■ **TEXT**:
+---+
This article was published in Australian Dictionary of Biography, Volume 1, (MUP), 1966

James Erskine Calder (1808-1882), surveyor, was born on 8 June 1808 at Great Marlow, Buckinghamshire, England, ninth of eleven children of Alexander Calder, quartermaster at the Royal Military College. He was educated at village schools and in 1822-26 at the college after it had moved to Sandhurst. He then joined the Ordnance Survey in England, and his interest in this work led his father to seek from the Colonial Office an appointment for him at the Swan River settlement or in some other colony. Calder was offered and accepted appointment as assistant surveyor in Van Diemen's Land on 5 June 1829. A month later he sailed in the Thames for Hobart Town, at half pay on the voyage. On 21 November he took up his position at full pay under the surveyor-general, Edward Dumaresq.

Calder became one of the colony's most distinguished early surveyors. Big of frame, with a strong physique, he was tireless in the bush, drove himself hard and quickly won repute for tackling difficult tasks. In May 1831 while in the Huon Valley he made a ten-day exploratory trip up the river with Alexander McKay whom he regarded highly and took on several later expeditions. Next year between 1 April and 30 September in a severe winter when fifty-eight days of snow and rain were recorded, Calder measured fifty-four town and sub-lots, a total of 48,932 acres (19,802 ha), investigating old boundaries round Sandy Bay and Brown's River. One of the best examples of his exacting work was the track he cut across the mountains in preparation for Lieutenant-Governor Sir John Franklin's proposed expedition to Macquarie Harbour. In his typical manner, as soon as Calder got permission to take the road where he liked, he 'stuck at nothing but went straight ahead like a rhinoceros well knowing that no-one except our old dare-devil Governor would ever travel over it … so I took it up and down hills nearly as high and no less steep than the Dromedary'. Calder left Hobart with seven men in November 1840 and began work at Marlboro' on a bridle track. It went past Lake St Clair towards the south-west coast through country that he thought worthy of extensive draining, 'a favourable scene for the Employment of newly arriving Convicts'. By March 1841 the party was within thirteen miles (21 km) of the Gordon River, in mountainous country 'presenting some insurmountable impediments to progress'. Failing Macquarie Harbour as an outlet, Calder recommended Port Davey as the terminal, reporting that although his own knowledge of the area did not extend beyond the Arthur Range, McKay had vouched for the way being open. When Sir John and Lady Jane Franklin made their overland journey in 1842 it is improbable that they would have reached the Gordon River without Calder's assistance. The journey should have taken eight days but took twenty-one; persistent bad weather flooded rivers and turned plains into swamps, while food shortages added to Calder's troubles. In back-tracking to depots for supplies he once travelled 48 miles (77 km) in 54 hours bringing a return load of 80 pounds (36 kg), at the same time cutting a section of new track and securing bridges.
+---+
■ **WORK TO COMPLETE**: Reproduce verbatim the stretch of the Calder biography from "James Erskine Calder" through "surveyor-general, Edward Dumaresq.".
+---+
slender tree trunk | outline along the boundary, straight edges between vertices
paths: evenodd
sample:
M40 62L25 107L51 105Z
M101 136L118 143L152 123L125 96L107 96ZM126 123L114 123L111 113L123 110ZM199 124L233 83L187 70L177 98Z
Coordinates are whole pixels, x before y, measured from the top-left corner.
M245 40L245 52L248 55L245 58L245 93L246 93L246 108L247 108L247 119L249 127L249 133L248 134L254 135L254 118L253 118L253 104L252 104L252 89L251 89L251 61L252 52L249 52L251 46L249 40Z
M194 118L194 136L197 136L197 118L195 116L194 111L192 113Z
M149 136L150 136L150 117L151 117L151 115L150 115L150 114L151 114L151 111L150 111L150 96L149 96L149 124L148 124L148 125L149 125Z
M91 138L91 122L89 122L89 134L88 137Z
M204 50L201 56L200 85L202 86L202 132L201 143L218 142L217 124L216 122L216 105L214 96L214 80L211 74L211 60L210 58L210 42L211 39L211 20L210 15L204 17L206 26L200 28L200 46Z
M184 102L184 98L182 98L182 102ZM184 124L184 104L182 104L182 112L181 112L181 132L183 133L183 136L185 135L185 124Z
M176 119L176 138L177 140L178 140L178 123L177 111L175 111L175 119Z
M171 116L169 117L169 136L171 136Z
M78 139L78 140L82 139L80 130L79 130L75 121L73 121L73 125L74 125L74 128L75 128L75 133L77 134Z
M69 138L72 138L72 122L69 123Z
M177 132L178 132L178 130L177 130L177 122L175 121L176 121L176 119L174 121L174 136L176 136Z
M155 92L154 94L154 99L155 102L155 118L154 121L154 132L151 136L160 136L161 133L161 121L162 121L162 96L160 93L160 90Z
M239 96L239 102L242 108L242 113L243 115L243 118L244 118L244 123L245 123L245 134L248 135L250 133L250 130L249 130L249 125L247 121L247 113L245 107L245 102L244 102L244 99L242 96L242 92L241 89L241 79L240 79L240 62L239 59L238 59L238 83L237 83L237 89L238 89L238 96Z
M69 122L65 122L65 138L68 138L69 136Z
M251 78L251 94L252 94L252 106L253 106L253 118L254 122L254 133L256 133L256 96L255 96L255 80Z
+---+
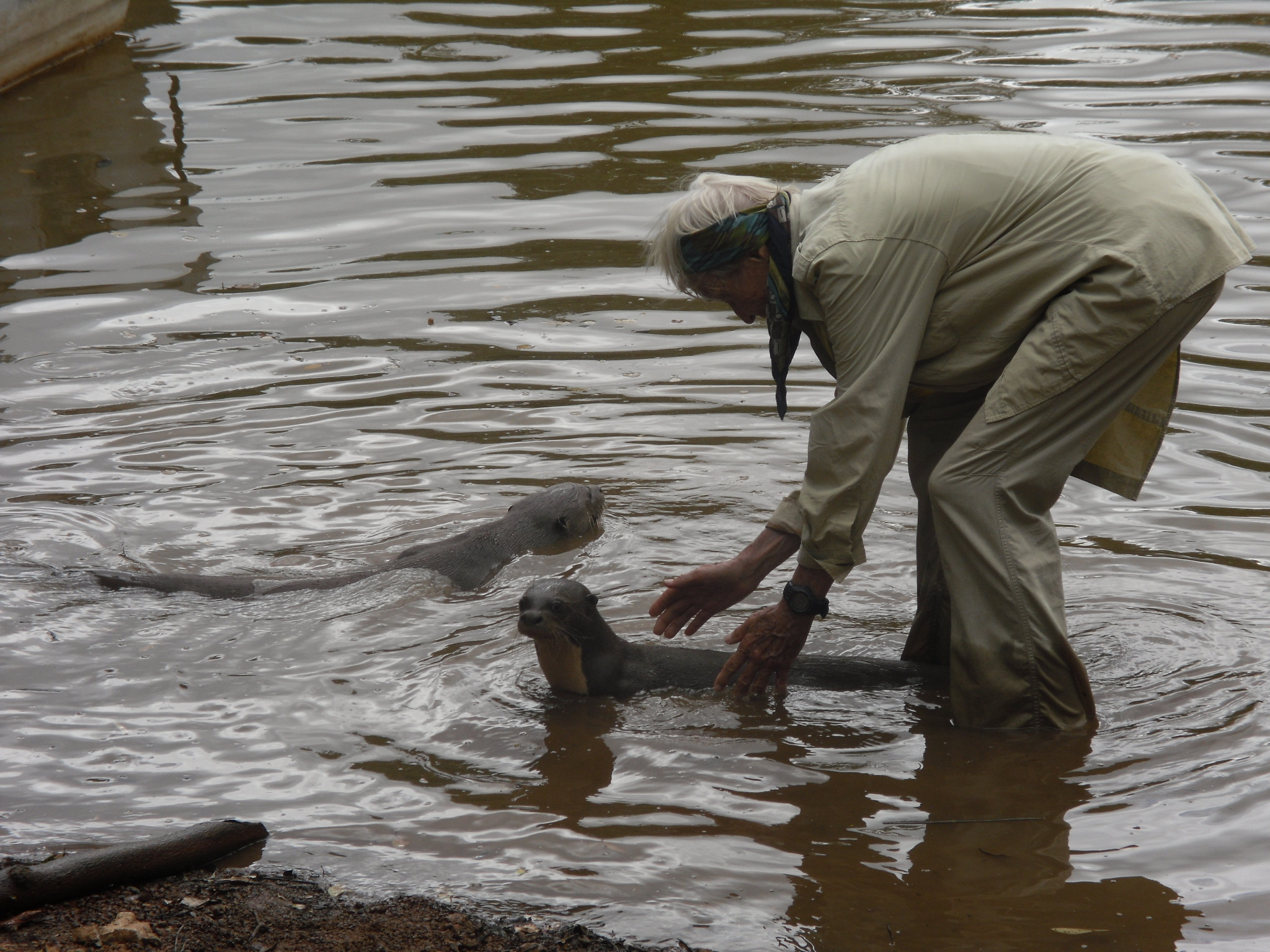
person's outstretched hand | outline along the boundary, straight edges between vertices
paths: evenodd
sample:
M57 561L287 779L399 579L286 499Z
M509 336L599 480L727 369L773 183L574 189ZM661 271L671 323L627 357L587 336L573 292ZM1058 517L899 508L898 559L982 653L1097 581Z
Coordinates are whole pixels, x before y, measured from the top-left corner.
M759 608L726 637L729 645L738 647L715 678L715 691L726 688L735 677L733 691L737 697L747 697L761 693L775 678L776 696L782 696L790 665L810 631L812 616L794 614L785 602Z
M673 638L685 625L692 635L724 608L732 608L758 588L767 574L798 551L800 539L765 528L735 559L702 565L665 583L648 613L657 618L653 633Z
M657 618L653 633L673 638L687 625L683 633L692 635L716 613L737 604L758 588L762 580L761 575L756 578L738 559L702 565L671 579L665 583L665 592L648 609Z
+---+
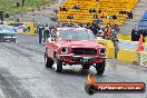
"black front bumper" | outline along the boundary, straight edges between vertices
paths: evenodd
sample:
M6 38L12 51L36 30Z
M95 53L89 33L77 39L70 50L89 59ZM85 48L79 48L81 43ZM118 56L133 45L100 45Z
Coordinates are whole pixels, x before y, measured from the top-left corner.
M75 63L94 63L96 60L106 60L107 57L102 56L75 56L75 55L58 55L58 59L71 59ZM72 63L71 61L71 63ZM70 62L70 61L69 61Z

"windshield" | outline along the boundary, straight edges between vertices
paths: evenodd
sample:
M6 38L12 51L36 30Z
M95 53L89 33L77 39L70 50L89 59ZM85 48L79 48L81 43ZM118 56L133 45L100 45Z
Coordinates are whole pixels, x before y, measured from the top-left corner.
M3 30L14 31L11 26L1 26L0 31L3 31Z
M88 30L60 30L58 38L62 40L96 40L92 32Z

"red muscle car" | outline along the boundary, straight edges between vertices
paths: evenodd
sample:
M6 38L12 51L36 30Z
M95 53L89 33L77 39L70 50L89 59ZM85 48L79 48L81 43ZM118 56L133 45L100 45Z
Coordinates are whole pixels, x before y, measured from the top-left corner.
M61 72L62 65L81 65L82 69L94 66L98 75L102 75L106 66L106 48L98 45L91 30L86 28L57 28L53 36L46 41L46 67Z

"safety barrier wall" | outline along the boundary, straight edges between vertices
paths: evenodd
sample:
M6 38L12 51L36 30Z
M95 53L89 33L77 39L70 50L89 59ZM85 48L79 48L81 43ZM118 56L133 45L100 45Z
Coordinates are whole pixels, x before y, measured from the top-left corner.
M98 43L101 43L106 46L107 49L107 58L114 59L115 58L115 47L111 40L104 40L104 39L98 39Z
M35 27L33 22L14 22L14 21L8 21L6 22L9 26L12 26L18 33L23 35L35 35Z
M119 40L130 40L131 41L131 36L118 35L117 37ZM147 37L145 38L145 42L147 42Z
+---+
■ **RESPONSE TO THIS EXERCISE**:
James Erskine Calder (1808-1882), surveyor, was born on 8 June 1808 at Great Marlow, Buckinghamshire, England, ninth of eleven children of Alexander Calder, quartermaster at the Royal Military College. He was educated at village schools and in 1822-26 at the college after it had moved to Sandhurst. He then joined the Ordnance Survey in England, and his interest in this work led his father to seek from the Colonial Office an appointment for him at the Swan River settlement or in some other colony. Calder was offered and accepted appointment as assistant surveyor in Van Diemen's Land on 5 June 1829. A month later he sailed in the Thames for Hobart Town, at half pay on the voyage. On 21 November he took up his position at full pay under the surveyor-general, Edward Dumaresq.